* **Exercise aim**
Recast every one of the records below as a Markdown table with two columns, No. for the row number and Line for the line itself. Leave out blank lines.
___ Record extracts ___
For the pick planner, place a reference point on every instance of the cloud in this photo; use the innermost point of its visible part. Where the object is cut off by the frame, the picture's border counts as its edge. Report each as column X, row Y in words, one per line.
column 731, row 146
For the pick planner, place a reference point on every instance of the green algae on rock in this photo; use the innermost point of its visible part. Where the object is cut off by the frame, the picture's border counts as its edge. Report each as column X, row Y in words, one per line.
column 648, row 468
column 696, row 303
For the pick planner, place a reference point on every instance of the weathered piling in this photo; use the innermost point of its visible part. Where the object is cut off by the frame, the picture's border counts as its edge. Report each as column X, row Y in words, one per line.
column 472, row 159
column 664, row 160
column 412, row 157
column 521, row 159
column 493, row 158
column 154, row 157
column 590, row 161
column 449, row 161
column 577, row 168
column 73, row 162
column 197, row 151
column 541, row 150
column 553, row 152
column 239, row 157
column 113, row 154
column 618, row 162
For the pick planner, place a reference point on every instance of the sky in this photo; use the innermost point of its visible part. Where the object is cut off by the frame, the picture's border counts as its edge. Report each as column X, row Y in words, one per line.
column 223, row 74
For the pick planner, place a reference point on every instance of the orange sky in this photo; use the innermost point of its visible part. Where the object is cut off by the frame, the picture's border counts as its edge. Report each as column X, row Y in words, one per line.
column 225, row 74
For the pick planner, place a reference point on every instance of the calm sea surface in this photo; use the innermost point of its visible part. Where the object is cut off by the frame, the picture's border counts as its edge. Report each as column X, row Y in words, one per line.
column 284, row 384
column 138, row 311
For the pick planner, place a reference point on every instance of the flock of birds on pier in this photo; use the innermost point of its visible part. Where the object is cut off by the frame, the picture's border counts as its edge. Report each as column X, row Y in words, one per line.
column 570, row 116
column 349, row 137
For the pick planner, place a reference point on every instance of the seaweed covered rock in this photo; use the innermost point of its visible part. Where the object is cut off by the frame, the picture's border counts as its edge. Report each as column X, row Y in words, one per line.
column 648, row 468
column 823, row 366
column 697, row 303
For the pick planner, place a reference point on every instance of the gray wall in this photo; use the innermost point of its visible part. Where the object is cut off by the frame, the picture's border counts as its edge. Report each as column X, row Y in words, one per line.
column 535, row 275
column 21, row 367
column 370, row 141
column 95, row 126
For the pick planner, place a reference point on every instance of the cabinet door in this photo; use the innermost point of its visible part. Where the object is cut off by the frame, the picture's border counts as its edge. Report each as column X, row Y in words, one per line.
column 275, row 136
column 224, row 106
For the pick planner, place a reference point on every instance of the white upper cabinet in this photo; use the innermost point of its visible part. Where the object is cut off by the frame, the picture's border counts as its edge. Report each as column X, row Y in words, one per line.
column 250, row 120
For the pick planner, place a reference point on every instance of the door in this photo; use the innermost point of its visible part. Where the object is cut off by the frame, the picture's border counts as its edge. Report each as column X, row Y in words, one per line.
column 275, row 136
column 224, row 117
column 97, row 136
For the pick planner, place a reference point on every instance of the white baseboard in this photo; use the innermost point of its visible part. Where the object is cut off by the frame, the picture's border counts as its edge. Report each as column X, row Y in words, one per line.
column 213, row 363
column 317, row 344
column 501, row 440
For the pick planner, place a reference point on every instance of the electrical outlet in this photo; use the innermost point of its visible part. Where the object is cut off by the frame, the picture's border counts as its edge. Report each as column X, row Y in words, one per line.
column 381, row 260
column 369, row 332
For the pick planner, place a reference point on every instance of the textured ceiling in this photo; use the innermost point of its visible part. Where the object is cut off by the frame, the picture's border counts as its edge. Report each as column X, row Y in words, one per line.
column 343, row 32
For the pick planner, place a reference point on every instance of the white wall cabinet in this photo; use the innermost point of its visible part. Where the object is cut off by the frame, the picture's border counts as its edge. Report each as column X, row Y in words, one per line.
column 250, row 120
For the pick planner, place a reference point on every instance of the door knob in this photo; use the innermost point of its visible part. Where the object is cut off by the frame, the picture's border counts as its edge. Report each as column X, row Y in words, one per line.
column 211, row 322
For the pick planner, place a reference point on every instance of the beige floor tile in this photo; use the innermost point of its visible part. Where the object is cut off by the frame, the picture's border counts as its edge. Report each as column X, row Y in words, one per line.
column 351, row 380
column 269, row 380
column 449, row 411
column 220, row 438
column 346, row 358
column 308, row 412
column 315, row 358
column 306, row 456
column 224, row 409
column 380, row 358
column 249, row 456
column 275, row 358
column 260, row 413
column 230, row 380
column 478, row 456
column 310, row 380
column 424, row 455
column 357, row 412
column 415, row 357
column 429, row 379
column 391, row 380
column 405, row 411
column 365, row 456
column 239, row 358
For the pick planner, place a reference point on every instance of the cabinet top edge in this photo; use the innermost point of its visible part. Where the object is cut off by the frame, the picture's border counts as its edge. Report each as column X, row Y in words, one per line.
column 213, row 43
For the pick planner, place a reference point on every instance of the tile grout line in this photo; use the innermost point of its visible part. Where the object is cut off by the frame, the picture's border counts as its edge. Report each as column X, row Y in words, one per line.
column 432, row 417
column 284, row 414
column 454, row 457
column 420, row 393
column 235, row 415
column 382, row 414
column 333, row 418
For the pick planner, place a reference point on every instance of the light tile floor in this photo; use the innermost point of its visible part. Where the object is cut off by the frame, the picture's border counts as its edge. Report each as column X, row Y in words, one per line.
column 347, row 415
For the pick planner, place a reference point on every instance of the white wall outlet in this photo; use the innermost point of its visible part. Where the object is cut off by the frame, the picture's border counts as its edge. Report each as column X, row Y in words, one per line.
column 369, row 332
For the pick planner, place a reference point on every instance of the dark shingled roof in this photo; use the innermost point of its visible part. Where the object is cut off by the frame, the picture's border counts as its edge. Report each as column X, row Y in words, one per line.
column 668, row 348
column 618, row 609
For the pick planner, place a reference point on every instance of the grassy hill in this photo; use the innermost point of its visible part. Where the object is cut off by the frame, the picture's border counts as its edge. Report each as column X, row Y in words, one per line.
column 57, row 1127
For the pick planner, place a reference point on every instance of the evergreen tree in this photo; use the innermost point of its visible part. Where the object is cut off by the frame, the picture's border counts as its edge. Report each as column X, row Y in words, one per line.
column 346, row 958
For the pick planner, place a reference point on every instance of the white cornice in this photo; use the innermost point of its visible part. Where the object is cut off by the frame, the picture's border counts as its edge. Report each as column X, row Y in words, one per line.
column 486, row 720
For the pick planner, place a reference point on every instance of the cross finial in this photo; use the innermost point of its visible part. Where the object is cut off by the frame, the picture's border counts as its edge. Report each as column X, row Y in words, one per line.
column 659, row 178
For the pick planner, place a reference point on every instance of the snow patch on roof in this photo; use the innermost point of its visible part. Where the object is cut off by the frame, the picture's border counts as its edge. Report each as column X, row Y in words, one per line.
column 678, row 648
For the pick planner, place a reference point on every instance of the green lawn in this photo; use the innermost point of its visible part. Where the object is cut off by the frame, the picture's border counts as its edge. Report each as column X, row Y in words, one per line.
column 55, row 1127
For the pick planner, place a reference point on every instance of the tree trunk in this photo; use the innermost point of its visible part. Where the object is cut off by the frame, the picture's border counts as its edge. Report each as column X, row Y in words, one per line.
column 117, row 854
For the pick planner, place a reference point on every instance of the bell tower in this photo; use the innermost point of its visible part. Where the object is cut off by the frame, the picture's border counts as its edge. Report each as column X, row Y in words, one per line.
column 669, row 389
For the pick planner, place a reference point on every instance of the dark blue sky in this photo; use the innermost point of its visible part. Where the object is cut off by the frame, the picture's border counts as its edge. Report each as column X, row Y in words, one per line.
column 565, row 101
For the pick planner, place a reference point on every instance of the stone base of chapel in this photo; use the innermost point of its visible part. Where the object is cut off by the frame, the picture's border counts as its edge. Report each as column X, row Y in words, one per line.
___
* **Response for this exercise**
| No. | Line |
|---|---|
| 1 | For the pick planner, place a reference point on every instance of the cloud in this photo; use the innermost point of its visible part. Where the object is cut off by the frame, the picture's border counts as its edge. Report each as column X, row Y in words, one per line. |
| 2 | column 731, row 146 |
| 3 | For the pick planner, place a reference point on every instance of the green algae on rock in this photo; use the innermost point of its visible part. Where the object is cut off by the frame, the picture's border counts as its edge. Report each as column X, row Y in words, one per line. |
| 4 | column 648, row 468 |
| 5 | column 696, row 303 |
| 6 | For the pick planner, place a reference point on every instance of the weathered piling in this photo; use the innermost point of its visible part. Where the object is cut off by the frame, the picture's border counts as its edge. Report each as column X, row Y in words, one per line. |
| 7 | column 472, row 159 |
| 8 | column 664, row 160 |
| 9 | column 412, row 157 |
| 10 | column 521, row 159 |
| 11 | column 493, row 158 |
| 12 | column 154, row 157 |
| 13 | column 590, row 161 |
| 14 | column 449, row 161 |
| 15 | column 577, row 168 |
| 16 | column 73, row 162 |
| 17 | column 197, row 151 |
| 18 | column 541, row 150 |
| 19 | column 553, row 152 |
| 20 | column 239, row 157 |
| 21 | column 113, row 154 |
| 22 | column 618, row 162 |
| 23 | For the pick planner, place a reference point on every instance of the sky in this photo; use the innermost point of its visible part. Where the object is cut off by the frame, the picture's border counts as its edge. Report each as column X, row Y in words, one per line. |
| 24 | column 223, row 74 |
| 25 | For the pick planner, place a reference point on every instance of the orange sky in this photo; use the innermost point of its visible part. Where the object is cut off by the frame, the picture's border counts as its edge. Report each as column X, row Y in words, one per line. |
| 26 | column 225, row 74 |
| 27 | For the pick planner, place a reference point on every instance of the calm sea surface in this photo; use the innermost point of its visible part. Where the object is cut off by the frame, the picture's border counts as its edge. Report each as column X, row Y in words, one per line. |
| 28 | column 284, row 384 |
| 29 | column 138, row 311 |
| 30 | For the pick planner, place a reference point on every instance of the flock of birds on pier in this photo; use the innermost point of its visible part. Where the object is cut off by the frame, the picture's border counts as its edge. Report each as column X, row Y in words, one per line. |
| 31 | column 570, row 116 |
| 32 | column 349, row 137 |
| 33 | For the pick planner, place a reference point on every instance of the seaweed covered rock in this photo; use the innermost point of its visible part. Where the object is cut off by the frame, the picture's border counts as its edge. Report each as column X, row Y in words, one per line. |
| 34 | column 648, row 468 |
| 35 | column 823, row 366 |
| 36 | column 697, row 303 |
| 37 | For the pick planner, place a reference point on every instance of the gray wall in this photo; use the innermost point of its visible part. Where the object is cut off by the frame, the picture's border counts as its edge. Report each as column X, row Y in words, one per line. |
| 38 | column 535, row 275 |
| 39 | column 21, row 367 |
| 40 | column 370, row 141 |
| 41 | column 95, row 126 |
| 42 | For the pick planner, place a reference point on every instance of the cabinet door in this photo; use the innermost point of its visible part. Where the object is cut off by the frame, the picture's border counts as its edge. Report each as column X, row Y in words, one per line. |
| 43 | column 275, row 136 |
| 44 | column 224, row 106 |
| 45 | For the pick planner, place a reference point on every instance of the white upper cabinet in this photo; use the innermost point of its visible part. Where the object is cut off by the frame, the picture's border counts as its edge. Report each as column X, row Y in words, one per line. |
| 46 | column 250, row 120 |
| 47 | For the pick planner, place a reference point on every instance of the door in this photo; use the innermost point of its visible part. Where the object is cut off by the frame, the picture's border counts as its edge. Report each as column X, row Y in words, one per line. |
| 48 | column 275, row 136 |
| 49 | column 224, row 117 |
| 50 | column 97, row 136 |
| 51 | For the pick planner, place a reference point on every instance of the white baseboard in this photo; use the innermost point of its visible part. Where the object is cut off by the frame, the picture's border counts as its edge. Report each as column X, row Y in words, one per line. |
| 52 | column 213, row 363 |
| 53 | column 317, row 344 |
| 54 | column 501, row 440 |
| 55 | For the pick planner, place a reference point on every instance of the electrical outlet in this photo; use the innermost point of its visible part. Where the object is cut off by the frame, the picture's border counts as its edge. Report each as column X, row Y in words, one per line. |
| 56 | column 381, row 260 |
| 57 | column 369, row 332 |
| 58 | For the pick planner, place a reference point on every instance of the textured ceiling in this photo; use the innermost point of its visible part. Where the object is cut off by the frame, the picture's border counts as its edge. Report each as column X, row Y in words, one per line. |
| 59 | column 343, row 32 |
| 60 | For the pick planner, place a reference point on every instance of the white wall cabinet in this photo; use the innermost point of its visible part. Where the object is cut off by the frame, the picture's border counts as its edge. Report each as column X, row Y in words, one per line. |
| 61 | column 250, row 120 |
| 62 | For the pick planner, place a reference point on every instance of the door knob in this photo; use the innermost point of its visible part. Where the object is cut off by the frame, the picture's border counts as its edge. Report each as column X, row Y in words, one per line. |
| 63 | column 211, row 322 |
| 64 | For the pick planner, place a reference point on every instance of the beige floor tile in this photo; use the innermost point of its visible part. Where the object is cut off by the frame, the picture's border counts as its edge. Report each as column X, row Y in words, one per line. |
| 65 | column 351, row 380 |
| 66 | column 269, row 380 |
| 67 | column 449, row 411 |
| 68 | column 220, row 438 |
| 69 | column 346, row 358 |
| 70 | column 308, row 412 |
| 71 | column 315, row 358 |
| 72 | column 306, row 456 |
| 73 | column 224, row 409 |
| 74 | column 380, row 358 |
| 75 | column 249, row 456 |
| 76 | column 275, row 358 |
| 77 | column 260, row 413 |
| 78 | column 230, row 380 |
| 79 | column 478, row 456 |
| 80 | column 310, row 380 |
| 81 | column 424, row 455 |
| 82 | column 357, row 412 |
| 83 | column 415, row 357 |
| 84 | column 429, row 379 |
| 85 | column 391, row 380 |
| 86 | column 405, row 411 |
| 87 | column 365, row 456 |
| 88 | column 239, row 358 |
| 89 | For the pick planner, place a reference point on every instance of the cabinet top edge in this photo; use the innermost point of its visible part. Where the object is cut off by the frame, the picture's border counts as its edge. Report each as column X, row Y in words, one per line. |
| 90 | column 213, row 43 |
| 91 | For the pick planner, place a reference point on every instance of the tile grout line in this photo; use the innermost point of its visible part. Where the object is cut off by the frame, the picture's border counts as its edge. Report each as column X, row Y in words, one per line. |
| 92 | column 432, row 417 |
| 93 | column 284, row 414 |
| 94 | column 454, row 457 |
| 95 | column 420, row 393 |
| 96 | column 235, row 415 |
| 97 | column 382, row 414 |
| 98 | column 333, row 418 |
| 99 | For the pick planner, place a reference point on every instance of the light tile floor in this photo; use the innermost point of its visible part. Where the object is cut off by the frame, the picture's border counts as its edge. Report each as column X, row Y in words, one per line. |
| 100 | column 347, row 415 |
| 101 | For the pick planner, place a reference point on every instance of the white wall outlet in this photo; use the innermost point of its visible part. Where the object is cut off by the frame, the picture's border counts as its edge. Report each as column X, row Y in words, one per line. |
| 102 | column 369, row 332 |
| 103 | For the pick planner, place a reference point on every instance of the dark shingled roof in this photo; use the innermost point of its visible part. Where the object is cut off by the frame, the picture's border counts as its edge. Report each as column X, row Y in words, one per line. |
| 104 | column 668, row 348 |
| 105 | column 618, row 609 |
| 106 | For the pick planner, place a reference point on every instance of the grassy hill in this photo; use the innermost point of its visible part. Where the object is cut off by the frame, the picture's border counts as its edge. Report each as column X, row Y in words, one per line. |
| 107 | column 57, row 1127 |
| 108 | For the pick planner, place a reference point on every instance of the evergreen tree in this photo; use the innermost point of its visible part. Where the object is cut off by the frame, the picture's border counts as its edge. Report each as column X, row Y in words, one per line. |
| 109 | column 346, row 958 |
| 110 | For the pick planner, place a reference point on every instance of the white cornice in this photo; use the innermost point of its visible part. Where the object is cut off by the frame, the picture's border counts as its edge. Report each as column X, row Y in words, one per line. |
| 111 | column 486, row 720 |
| 112 | For the pick planner, place a reference point on every instance of the cross finial in this photo; use the innermost point of its visible part. Where the object is cut off by the frame, the picture's border counts as its edge. Report each as column X, row Y in words, one per line. |
| 113 | column 659, row 178 |
| 114 | For the pick planner, place a reference point on every instance of the snow patch on roof in this photo; use the innermost point of its visible part. Where the object is cut off by the frame, the picture's border counts as its edge. Report each as column X, row Y in words, one per line. |
| 115 | column 678, row 648 |
| 116 | For the pick planner, place a reference point on every instance of the green lawn in this photo; use the innermost point of its visible part. Where the object is cut off by the frame, the picture's border counts as its edge. Report each as column X, row Y in words, one per line. |
| 117 | column 55, row 1127 |
| 118 | For the pick planner, place a reference point on every instance of the tree trunk in this photo; use the innermost point of its visible part. Where the object is cut off by the frame, the picture's border counts as its edge. Report each as column X, row Y in words, one per line. |
| 119 | column 117, row 854 |
| 120 | For the pick planner, place a reference point on every instance of the bell tower in this photo; use the innermost point of its visible part. Where the object is cut off by the frame, the picture's border counts as its edge. Report each as column X, row Y in words, one per line. |
| 121 | column 669, row 389 |
| 122 | For the pick planner, place a reference point on every instance of the dark blue sky in this photo; use the innermost point of its visible part. Where the object is cut off by the frame, the picture's border counts as its edge. Report each as column X, row Y in words, one per line. |
| 123 | column 565, row 101 |
| 124 | For the pick planner, place a reference point on every instance of the stone base of chapel in this photo; use the innermost point of its visible part. Where the object is cut off by the frame, the picture's border counts as its edge. Report each as column X, row Y in words, one per line. |